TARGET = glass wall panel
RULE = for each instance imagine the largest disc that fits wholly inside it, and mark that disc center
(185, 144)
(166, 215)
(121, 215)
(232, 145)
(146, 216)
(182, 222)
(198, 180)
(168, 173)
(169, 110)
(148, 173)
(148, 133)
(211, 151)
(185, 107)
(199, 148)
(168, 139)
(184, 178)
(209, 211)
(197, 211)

## ASSIGNMENT
Produce the material again exactly as it is shown above.

## FINISHED TASK
TARGET = glass wall panel
RULE = for each instance imagine the largest disc that fits wholly inside it, and mark that disc center
(185, 144)
(166, 215)
(121, 215)
(232, 145)
(146, 216)
(182, 222)
(198, 180)
(168, 173)
(169, 110)
(148, 173)
(148, 133)
(211, 151)
(185, 107)
(199, 148)
(168, 139)
(184, 178)
(209, 211)
(197, 211)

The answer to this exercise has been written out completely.